(Records from a data collection)

****************

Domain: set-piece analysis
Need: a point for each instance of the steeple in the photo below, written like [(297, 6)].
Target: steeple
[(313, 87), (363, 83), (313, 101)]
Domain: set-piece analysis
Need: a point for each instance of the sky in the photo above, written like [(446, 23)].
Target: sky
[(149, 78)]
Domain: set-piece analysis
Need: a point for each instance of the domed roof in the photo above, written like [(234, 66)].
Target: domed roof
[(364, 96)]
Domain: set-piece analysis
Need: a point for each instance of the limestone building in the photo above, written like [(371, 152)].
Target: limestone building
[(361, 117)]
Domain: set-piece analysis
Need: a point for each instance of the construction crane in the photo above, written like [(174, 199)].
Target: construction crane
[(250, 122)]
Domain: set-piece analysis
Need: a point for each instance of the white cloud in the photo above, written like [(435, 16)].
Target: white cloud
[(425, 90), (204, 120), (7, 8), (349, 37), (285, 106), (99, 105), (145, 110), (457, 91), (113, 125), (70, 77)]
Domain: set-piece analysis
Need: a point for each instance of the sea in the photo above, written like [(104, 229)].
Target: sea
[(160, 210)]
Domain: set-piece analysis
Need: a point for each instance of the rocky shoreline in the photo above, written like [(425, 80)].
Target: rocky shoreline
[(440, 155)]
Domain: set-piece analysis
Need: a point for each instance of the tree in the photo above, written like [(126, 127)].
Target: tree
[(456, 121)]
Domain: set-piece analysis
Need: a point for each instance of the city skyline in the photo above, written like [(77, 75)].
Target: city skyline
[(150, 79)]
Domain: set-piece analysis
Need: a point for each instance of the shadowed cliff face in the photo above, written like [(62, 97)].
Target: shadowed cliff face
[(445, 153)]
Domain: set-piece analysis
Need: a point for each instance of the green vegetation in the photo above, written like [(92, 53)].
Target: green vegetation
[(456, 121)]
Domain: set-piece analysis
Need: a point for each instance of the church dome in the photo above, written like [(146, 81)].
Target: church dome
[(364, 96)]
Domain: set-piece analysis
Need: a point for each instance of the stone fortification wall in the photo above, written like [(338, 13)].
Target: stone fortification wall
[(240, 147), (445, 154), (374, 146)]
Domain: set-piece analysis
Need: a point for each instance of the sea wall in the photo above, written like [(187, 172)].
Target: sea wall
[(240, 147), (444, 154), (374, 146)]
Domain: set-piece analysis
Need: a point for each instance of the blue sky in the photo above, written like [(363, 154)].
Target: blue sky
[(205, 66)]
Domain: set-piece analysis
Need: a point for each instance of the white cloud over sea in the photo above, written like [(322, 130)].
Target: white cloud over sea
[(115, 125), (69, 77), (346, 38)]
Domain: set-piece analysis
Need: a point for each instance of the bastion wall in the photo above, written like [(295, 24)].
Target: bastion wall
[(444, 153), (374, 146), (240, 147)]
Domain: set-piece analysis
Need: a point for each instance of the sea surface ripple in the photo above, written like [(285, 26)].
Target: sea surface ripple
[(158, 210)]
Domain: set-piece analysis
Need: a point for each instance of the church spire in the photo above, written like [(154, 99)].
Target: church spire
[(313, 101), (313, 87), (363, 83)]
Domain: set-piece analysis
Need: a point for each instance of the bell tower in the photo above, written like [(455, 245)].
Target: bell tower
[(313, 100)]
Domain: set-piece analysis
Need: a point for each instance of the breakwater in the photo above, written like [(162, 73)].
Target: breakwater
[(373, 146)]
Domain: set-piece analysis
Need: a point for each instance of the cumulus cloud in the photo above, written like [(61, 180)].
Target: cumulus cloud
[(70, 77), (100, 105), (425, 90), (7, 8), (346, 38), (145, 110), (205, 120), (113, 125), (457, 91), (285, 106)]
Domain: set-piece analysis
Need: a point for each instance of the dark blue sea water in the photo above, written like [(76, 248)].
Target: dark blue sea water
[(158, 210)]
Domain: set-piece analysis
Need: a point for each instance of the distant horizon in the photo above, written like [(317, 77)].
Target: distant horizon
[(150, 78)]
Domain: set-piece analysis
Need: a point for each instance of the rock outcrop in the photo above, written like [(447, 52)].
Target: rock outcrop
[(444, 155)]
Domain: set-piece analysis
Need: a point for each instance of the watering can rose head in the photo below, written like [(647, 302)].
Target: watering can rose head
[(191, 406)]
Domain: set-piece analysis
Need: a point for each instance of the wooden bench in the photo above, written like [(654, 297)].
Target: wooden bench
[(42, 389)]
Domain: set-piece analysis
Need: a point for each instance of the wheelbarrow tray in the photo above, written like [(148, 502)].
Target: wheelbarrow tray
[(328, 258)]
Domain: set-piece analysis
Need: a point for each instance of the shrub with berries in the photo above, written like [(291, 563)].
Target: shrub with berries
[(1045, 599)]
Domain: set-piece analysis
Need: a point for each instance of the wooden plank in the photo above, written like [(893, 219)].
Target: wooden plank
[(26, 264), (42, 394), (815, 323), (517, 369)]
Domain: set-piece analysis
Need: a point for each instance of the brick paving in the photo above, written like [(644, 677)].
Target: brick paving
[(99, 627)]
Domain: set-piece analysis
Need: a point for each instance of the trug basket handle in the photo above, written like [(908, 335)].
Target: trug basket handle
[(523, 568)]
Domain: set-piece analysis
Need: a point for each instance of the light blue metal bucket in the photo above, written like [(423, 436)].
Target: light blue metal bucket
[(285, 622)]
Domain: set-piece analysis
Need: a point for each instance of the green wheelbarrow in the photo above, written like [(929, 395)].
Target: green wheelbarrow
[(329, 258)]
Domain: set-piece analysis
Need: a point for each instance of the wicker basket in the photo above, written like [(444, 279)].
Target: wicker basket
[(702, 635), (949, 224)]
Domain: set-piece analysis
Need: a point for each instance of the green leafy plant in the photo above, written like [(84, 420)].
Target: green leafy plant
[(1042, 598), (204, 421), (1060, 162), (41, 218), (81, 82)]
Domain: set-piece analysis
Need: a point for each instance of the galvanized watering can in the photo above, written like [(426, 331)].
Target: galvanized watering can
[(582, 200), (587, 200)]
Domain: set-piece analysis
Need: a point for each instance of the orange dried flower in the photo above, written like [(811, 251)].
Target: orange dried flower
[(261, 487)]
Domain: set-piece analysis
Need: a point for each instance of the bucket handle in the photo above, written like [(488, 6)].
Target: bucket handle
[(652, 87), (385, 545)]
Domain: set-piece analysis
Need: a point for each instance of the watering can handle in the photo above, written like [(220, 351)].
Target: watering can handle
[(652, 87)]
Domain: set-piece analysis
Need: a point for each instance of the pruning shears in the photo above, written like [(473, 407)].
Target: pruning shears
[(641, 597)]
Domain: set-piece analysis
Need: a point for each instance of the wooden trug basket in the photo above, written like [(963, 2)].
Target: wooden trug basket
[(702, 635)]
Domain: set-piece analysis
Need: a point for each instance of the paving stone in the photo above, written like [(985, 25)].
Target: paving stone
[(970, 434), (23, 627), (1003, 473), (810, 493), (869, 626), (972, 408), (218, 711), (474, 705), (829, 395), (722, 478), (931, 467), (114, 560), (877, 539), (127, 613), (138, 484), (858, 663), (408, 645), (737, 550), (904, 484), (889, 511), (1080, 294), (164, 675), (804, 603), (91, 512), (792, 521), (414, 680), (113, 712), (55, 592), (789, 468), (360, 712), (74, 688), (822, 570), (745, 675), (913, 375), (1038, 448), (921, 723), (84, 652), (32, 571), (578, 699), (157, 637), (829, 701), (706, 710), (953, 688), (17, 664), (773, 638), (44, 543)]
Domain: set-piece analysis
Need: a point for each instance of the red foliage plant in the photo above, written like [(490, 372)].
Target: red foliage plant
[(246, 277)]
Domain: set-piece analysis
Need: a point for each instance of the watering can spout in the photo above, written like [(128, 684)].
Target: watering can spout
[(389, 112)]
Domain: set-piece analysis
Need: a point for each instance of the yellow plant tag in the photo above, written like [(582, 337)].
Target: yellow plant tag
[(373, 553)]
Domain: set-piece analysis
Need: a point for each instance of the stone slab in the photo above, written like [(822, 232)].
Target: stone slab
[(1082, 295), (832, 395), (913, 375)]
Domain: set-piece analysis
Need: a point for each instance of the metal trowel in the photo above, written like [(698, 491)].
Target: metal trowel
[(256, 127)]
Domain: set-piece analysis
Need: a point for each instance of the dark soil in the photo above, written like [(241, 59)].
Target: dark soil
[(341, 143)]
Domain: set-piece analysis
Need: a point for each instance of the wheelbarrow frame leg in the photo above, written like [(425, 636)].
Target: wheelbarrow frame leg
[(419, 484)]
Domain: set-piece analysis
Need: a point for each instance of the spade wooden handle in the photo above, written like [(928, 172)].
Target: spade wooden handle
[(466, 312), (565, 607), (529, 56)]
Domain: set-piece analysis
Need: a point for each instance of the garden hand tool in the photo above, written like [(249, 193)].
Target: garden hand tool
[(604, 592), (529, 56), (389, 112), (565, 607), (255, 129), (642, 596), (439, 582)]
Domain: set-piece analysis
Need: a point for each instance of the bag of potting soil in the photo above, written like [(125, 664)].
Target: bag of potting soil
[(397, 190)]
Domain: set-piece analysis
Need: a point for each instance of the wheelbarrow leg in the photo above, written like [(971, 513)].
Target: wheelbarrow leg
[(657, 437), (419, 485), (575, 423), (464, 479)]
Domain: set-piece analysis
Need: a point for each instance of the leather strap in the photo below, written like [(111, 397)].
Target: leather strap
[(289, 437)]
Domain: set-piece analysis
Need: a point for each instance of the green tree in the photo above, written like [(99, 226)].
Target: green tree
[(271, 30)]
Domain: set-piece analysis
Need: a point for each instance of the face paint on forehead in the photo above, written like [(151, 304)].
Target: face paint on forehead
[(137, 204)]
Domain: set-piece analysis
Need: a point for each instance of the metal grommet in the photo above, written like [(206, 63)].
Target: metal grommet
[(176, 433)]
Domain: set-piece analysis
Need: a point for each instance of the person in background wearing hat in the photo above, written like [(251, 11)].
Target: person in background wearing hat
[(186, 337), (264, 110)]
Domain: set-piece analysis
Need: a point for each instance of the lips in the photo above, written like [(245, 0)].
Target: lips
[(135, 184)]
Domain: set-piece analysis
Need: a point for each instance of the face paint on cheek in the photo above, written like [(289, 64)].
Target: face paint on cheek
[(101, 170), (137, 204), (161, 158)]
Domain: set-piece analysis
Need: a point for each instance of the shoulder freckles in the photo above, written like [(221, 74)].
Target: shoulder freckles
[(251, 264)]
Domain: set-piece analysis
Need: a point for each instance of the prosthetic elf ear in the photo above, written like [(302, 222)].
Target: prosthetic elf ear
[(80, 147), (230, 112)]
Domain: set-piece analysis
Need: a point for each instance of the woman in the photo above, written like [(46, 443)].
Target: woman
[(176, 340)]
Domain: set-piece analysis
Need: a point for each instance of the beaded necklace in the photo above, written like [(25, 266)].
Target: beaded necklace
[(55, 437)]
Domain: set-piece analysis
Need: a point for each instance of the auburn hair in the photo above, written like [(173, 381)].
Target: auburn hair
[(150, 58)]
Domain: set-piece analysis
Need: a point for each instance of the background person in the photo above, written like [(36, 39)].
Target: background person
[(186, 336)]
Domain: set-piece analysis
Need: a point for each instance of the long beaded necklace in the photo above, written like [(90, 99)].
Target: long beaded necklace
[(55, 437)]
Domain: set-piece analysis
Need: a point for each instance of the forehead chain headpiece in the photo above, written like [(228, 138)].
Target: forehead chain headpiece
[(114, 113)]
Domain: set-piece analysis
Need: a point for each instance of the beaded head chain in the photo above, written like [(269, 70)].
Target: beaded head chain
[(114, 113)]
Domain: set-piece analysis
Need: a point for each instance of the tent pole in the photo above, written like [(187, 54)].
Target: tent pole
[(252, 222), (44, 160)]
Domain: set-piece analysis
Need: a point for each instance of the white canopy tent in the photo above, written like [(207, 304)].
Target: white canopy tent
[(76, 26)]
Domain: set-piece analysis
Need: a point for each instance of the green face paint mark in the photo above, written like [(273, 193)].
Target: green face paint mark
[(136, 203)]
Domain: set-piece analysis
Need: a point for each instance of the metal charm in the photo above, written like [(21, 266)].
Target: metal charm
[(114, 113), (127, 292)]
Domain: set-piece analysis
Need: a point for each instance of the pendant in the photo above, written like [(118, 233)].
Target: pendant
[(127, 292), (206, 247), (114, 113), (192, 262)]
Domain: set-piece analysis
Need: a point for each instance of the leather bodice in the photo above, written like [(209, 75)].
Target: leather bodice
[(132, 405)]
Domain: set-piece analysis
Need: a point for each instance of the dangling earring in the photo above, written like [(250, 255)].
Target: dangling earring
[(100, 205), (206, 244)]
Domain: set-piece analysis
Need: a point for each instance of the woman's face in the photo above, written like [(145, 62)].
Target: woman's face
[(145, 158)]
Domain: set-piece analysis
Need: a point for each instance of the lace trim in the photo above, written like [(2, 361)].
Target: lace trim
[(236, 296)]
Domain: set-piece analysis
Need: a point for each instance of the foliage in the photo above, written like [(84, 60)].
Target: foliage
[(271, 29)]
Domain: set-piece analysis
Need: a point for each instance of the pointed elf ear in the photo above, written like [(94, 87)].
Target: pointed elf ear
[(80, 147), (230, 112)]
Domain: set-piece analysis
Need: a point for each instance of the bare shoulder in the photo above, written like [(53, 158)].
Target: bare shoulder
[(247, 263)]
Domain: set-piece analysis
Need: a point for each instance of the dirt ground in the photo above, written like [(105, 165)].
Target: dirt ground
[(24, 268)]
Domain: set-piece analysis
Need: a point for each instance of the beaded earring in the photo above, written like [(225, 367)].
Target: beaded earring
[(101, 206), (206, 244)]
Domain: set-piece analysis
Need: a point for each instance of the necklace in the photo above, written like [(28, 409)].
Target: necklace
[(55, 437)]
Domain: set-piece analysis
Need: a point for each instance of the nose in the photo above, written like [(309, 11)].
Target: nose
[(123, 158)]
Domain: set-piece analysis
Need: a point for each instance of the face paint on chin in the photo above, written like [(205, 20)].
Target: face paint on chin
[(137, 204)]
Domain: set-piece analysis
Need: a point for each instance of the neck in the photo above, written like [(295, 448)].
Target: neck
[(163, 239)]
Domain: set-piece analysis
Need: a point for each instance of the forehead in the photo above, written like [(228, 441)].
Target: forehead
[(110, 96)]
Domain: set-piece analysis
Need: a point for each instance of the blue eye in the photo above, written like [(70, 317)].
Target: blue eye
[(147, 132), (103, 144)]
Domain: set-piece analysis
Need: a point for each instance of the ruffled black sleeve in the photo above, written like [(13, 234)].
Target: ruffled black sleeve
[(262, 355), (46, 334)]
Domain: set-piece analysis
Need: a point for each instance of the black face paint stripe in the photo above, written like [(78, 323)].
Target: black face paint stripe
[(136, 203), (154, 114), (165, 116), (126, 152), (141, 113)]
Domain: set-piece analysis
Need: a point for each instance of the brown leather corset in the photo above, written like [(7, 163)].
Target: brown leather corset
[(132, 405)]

****************

## EXERCISE REQUIREMENTS
State how many lines of the entries above contain the string "spire", counting only matches in the same case. Reply with the number alone.

## SOLUTION TO THIS EXERCISE
2